__GIVEN INSTRUCTION__
Reproduce the records below word for word, from the start up to and including the line that contains "M 65 14 L 71". Leave the pictures out of your answer.

__RECORDED DATA__
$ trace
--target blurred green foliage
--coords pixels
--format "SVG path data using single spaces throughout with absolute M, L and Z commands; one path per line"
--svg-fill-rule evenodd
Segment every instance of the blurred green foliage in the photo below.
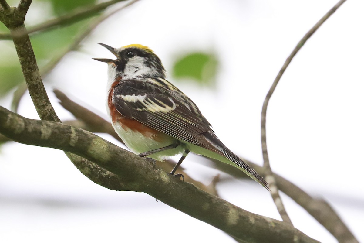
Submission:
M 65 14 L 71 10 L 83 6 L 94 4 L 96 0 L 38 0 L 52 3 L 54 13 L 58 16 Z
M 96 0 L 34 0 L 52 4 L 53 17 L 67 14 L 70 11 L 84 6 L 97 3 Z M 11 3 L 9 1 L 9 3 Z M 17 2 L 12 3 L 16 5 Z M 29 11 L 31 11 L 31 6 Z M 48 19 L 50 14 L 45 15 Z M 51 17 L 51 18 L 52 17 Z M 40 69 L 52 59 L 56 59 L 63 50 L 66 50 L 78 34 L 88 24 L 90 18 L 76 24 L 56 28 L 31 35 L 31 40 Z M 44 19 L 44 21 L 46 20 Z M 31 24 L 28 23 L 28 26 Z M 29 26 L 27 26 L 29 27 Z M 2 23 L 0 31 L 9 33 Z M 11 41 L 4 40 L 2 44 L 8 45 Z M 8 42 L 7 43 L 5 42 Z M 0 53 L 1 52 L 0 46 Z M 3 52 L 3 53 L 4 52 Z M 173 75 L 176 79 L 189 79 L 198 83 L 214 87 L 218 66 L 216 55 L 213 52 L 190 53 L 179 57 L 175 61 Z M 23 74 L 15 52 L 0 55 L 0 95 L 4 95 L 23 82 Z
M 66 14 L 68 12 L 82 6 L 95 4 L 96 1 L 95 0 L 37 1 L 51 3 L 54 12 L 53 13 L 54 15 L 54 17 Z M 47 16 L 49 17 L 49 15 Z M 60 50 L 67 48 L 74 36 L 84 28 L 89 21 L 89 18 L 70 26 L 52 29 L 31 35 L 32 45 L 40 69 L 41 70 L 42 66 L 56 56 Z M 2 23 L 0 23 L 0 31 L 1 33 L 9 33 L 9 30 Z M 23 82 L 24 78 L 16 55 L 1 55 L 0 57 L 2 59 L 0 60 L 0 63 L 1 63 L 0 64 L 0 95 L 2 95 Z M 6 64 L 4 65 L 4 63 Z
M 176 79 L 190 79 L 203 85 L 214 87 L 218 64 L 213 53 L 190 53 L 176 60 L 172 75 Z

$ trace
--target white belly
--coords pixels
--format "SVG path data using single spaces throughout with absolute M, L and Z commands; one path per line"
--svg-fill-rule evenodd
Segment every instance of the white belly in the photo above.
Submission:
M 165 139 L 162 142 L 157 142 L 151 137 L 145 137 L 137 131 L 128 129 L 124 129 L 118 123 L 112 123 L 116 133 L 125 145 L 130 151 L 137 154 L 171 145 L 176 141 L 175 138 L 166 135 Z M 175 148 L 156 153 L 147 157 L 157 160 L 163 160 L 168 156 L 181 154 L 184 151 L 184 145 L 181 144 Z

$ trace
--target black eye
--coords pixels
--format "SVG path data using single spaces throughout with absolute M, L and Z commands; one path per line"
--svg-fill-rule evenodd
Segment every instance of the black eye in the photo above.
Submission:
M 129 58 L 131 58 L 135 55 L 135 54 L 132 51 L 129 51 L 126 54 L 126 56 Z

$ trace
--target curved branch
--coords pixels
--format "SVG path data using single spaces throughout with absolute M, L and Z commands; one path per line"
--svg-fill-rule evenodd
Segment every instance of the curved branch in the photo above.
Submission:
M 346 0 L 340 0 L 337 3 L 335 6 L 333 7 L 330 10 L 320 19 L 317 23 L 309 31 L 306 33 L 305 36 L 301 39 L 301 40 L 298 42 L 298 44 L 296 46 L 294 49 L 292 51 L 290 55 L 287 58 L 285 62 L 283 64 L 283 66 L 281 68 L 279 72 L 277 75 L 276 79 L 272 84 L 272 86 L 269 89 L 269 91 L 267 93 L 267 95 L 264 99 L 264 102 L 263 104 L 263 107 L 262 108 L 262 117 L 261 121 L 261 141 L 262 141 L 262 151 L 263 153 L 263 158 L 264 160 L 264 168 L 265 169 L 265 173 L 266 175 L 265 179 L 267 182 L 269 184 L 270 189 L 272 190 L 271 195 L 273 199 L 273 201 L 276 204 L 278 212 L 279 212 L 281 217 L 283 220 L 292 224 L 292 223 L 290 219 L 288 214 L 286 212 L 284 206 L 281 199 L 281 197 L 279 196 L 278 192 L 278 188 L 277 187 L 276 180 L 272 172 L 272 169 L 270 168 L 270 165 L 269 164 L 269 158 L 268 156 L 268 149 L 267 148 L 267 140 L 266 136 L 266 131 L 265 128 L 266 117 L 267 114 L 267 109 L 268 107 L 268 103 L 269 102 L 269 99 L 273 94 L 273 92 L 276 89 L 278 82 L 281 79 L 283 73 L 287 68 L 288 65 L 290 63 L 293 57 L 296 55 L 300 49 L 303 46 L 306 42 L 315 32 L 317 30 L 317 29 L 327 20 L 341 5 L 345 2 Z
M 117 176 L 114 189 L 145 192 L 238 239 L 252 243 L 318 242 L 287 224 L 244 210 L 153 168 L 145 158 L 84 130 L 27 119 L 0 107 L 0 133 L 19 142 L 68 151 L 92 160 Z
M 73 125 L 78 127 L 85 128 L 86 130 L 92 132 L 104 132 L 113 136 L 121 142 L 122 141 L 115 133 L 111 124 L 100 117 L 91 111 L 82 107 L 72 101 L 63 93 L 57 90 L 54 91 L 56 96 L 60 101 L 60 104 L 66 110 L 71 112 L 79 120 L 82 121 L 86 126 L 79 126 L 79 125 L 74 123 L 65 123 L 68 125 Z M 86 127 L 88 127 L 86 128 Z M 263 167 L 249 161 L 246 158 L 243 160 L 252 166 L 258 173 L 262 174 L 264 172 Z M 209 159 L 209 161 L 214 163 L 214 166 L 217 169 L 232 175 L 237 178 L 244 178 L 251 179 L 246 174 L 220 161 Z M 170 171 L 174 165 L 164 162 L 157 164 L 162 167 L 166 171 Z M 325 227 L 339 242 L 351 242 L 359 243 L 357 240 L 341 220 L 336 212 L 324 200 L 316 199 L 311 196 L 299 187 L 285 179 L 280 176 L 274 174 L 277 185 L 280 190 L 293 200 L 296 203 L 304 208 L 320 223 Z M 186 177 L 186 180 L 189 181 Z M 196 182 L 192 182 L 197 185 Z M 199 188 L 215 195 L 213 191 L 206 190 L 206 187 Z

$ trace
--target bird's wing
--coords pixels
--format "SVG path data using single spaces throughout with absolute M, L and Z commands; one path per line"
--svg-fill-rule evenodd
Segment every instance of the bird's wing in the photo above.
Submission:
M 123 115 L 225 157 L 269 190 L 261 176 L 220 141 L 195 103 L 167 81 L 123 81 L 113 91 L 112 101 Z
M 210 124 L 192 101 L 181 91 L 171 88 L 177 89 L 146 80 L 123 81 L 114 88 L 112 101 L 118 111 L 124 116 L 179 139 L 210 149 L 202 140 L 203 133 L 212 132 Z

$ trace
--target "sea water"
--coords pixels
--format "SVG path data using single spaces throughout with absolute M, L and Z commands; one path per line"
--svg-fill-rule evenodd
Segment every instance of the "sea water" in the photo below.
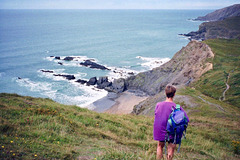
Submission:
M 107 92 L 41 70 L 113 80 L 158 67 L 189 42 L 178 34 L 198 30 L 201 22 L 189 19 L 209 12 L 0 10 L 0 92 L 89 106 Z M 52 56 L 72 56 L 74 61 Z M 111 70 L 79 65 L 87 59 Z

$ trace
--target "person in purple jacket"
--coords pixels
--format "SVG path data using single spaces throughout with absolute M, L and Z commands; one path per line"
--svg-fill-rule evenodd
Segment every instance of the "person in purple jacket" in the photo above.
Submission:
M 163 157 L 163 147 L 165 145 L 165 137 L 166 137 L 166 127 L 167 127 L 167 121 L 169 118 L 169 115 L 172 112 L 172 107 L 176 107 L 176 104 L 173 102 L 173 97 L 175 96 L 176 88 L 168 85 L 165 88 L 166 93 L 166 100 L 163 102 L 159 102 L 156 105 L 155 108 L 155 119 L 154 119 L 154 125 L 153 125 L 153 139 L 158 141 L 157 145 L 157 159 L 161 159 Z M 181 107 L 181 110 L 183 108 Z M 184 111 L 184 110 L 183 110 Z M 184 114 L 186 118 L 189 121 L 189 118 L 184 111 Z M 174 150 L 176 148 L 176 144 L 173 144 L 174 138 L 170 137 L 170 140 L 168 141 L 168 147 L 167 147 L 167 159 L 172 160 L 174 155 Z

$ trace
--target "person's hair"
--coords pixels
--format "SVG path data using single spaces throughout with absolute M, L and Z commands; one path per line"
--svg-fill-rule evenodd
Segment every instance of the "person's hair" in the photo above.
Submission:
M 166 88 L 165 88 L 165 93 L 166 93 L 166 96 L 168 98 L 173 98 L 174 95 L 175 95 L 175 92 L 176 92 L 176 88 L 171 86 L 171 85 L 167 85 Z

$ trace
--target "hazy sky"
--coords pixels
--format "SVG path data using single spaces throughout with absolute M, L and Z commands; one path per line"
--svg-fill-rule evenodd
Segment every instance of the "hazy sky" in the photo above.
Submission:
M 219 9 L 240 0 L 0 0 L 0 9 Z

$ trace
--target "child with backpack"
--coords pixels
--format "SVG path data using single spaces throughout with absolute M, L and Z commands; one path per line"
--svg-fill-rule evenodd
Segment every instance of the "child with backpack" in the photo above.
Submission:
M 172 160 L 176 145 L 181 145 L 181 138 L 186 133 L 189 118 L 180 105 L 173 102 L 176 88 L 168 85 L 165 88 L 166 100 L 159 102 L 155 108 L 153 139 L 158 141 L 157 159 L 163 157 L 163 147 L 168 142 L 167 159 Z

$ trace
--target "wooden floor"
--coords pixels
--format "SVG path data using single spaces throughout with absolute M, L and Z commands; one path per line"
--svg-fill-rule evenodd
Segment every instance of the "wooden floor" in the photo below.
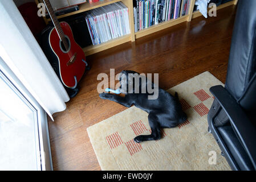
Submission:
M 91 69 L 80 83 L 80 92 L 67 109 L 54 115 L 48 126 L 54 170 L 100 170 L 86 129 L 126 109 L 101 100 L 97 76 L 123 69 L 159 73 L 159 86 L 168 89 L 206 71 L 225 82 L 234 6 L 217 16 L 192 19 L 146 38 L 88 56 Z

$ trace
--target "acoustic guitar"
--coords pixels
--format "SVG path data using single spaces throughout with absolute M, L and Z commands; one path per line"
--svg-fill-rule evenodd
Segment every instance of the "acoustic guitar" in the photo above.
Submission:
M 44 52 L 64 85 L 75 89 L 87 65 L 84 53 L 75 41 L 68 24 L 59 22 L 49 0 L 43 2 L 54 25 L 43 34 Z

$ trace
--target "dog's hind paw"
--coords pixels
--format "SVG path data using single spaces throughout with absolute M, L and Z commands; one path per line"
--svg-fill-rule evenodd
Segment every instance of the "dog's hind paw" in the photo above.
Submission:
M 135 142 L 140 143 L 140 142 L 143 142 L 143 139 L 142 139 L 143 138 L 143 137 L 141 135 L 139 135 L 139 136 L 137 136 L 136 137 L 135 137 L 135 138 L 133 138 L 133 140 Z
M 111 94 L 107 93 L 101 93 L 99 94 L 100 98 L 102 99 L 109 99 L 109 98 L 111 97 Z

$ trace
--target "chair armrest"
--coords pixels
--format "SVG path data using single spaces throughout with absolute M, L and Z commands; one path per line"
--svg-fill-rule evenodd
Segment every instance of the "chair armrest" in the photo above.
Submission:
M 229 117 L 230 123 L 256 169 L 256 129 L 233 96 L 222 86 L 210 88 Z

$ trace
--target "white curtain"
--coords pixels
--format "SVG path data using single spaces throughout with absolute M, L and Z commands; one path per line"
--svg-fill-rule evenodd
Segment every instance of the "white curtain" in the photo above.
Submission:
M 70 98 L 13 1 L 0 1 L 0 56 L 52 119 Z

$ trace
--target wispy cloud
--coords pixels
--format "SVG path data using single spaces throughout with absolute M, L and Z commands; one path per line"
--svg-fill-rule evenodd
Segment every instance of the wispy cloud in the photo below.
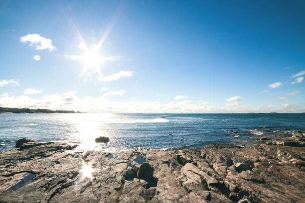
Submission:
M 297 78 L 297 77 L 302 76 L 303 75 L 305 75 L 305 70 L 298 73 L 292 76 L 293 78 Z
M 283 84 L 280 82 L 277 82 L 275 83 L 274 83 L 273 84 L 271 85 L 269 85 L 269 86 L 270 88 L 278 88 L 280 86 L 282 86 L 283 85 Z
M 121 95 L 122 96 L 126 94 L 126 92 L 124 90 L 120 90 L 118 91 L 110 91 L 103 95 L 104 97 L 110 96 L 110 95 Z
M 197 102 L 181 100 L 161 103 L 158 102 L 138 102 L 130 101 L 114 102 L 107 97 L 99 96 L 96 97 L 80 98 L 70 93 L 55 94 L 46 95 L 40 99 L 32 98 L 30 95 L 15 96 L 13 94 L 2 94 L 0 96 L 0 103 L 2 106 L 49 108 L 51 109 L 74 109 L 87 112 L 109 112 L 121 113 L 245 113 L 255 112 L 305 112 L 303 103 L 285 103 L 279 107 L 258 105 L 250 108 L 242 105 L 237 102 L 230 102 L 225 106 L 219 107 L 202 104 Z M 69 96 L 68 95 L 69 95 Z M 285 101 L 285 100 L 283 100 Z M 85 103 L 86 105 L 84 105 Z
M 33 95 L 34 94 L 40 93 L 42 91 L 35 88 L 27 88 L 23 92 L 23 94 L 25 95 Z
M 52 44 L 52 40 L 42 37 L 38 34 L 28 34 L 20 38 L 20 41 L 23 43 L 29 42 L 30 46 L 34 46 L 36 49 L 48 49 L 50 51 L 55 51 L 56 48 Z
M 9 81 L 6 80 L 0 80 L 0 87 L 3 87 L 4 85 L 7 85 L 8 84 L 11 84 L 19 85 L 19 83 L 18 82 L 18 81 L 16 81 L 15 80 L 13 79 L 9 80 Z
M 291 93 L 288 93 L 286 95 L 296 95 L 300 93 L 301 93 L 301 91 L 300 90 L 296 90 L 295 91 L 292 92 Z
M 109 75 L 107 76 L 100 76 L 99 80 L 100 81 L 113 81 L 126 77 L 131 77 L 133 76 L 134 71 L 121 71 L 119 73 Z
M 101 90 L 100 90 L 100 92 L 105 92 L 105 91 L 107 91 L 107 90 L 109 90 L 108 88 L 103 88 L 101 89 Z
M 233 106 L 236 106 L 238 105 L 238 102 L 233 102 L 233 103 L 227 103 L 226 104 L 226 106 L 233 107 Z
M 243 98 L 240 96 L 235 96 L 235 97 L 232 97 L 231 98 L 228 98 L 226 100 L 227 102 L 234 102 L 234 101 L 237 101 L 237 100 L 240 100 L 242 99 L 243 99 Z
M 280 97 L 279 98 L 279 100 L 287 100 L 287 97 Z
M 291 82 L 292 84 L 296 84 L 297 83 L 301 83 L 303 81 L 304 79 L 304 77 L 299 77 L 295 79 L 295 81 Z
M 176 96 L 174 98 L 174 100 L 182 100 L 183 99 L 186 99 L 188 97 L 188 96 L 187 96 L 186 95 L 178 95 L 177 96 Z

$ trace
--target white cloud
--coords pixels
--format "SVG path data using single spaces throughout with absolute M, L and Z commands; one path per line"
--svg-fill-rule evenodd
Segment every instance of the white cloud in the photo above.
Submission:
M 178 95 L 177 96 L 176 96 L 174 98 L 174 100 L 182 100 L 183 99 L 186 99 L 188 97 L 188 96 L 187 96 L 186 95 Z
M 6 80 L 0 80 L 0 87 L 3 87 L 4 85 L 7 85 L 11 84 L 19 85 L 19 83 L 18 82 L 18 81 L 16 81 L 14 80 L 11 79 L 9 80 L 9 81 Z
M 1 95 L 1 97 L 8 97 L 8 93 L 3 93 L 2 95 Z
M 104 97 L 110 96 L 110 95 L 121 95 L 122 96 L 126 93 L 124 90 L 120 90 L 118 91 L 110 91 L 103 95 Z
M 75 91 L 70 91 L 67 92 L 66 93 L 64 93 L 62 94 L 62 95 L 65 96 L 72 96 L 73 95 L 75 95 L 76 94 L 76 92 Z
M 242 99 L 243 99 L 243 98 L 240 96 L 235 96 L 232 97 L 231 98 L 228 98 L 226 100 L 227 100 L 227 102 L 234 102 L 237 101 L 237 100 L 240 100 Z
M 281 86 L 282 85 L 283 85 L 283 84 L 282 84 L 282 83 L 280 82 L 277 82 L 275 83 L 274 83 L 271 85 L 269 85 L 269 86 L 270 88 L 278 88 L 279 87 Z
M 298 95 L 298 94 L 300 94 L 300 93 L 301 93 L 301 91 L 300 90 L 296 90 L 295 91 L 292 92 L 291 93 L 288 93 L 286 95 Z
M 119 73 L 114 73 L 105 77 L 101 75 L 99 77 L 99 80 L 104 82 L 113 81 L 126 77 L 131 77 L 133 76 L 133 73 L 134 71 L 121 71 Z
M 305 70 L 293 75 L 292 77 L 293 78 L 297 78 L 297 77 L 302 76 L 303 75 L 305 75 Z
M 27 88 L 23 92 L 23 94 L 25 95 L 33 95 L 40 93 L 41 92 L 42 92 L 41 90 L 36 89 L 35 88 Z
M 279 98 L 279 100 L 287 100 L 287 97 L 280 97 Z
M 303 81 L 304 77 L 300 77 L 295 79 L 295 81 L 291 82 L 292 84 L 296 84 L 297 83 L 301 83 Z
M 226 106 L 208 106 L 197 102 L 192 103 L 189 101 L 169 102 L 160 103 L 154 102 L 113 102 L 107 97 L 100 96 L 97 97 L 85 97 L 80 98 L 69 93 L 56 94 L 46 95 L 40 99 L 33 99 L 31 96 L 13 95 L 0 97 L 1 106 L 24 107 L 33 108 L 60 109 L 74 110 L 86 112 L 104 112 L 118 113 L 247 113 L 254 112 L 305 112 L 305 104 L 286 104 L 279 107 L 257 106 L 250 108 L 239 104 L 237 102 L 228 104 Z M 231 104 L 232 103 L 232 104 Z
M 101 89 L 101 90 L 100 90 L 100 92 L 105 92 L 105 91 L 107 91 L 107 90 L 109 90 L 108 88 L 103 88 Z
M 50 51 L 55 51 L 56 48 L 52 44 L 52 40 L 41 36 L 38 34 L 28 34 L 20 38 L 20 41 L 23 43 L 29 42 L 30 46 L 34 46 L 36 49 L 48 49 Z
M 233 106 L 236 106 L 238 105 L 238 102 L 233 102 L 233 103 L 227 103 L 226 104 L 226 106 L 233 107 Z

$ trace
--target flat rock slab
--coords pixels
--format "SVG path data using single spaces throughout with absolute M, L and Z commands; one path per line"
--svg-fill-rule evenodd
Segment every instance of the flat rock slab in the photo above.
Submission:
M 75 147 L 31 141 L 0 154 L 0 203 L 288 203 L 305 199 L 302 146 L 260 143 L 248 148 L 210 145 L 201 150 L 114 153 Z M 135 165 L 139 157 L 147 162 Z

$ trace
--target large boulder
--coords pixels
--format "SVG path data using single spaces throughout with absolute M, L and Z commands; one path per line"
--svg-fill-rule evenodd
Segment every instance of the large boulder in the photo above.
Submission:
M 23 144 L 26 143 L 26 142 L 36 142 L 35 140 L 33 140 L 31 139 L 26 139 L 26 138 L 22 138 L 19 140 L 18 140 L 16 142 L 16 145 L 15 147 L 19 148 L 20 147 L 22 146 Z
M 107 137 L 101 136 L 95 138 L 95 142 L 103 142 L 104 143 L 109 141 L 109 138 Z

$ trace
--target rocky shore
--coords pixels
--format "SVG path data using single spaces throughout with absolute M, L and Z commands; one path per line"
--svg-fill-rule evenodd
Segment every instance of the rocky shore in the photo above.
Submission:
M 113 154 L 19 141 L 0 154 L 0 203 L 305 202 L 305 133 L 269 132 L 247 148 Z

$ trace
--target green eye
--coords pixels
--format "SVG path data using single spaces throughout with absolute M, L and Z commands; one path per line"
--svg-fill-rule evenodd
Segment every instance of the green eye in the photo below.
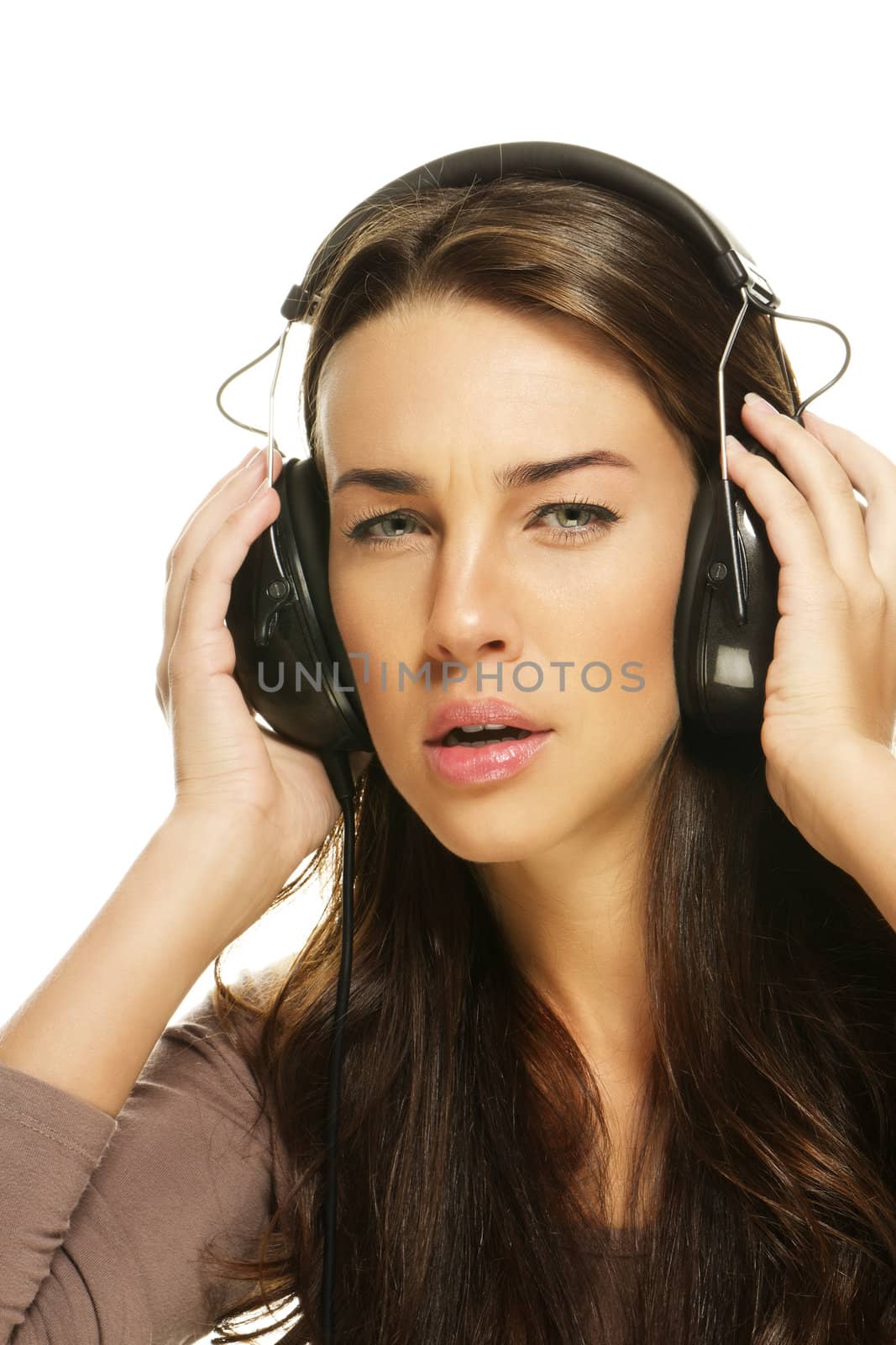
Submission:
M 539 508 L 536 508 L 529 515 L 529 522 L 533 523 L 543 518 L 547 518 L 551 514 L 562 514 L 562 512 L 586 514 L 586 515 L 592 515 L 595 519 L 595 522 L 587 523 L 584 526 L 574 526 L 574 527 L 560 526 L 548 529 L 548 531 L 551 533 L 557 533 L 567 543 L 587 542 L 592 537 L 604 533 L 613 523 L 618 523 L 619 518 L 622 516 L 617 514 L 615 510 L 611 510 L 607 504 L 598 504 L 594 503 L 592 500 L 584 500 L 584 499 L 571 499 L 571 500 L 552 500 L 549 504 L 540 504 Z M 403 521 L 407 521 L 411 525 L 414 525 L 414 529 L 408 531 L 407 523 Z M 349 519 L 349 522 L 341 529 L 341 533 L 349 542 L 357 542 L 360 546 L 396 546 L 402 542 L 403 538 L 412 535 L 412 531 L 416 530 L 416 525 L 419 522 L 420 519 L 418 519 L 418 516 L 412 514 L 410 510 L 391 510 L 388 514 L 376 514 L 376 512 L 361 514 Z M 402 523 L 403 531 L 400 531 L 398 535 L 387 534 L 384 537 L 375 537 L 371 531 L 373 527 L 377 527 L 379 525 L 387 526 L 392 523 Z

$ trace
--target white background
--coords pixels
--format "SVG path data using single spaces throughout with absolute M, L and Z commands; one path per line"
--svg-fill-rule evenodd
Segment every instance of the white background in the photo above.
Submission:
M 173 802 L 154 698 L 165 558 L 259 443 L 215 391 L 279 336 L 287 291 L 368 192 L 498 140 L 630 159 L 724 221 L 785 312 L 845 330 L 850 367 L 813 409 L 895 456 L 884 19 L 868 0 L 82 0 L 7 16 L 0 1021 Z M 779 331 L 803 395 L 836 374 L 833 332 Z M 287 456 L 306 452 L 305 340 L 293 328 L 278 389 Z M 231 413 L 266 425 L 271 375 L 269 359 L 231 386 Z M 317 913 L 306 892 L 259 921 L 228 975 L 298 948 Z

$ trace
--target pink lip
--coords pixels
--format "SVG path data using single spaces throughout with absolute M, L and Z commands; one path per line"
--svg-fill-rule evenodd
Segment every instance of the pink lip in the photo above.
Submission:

__OUTPUT FOR THIS EXERCISE__
$ trace
--target blurred green foliage
--coords pixels
--format "SVG path data using single spaces throughout with absolute M, L and Z commands; one path per line"
--svg-fill-rule evenodd
Segment every instance of the blurred green foliage in the photo below.
Submission:
M 65 14 L 71 10 L 83 6 L 94 4 L 96 0 L 38 0 L 52 3 L 54 13 L 58 16 Z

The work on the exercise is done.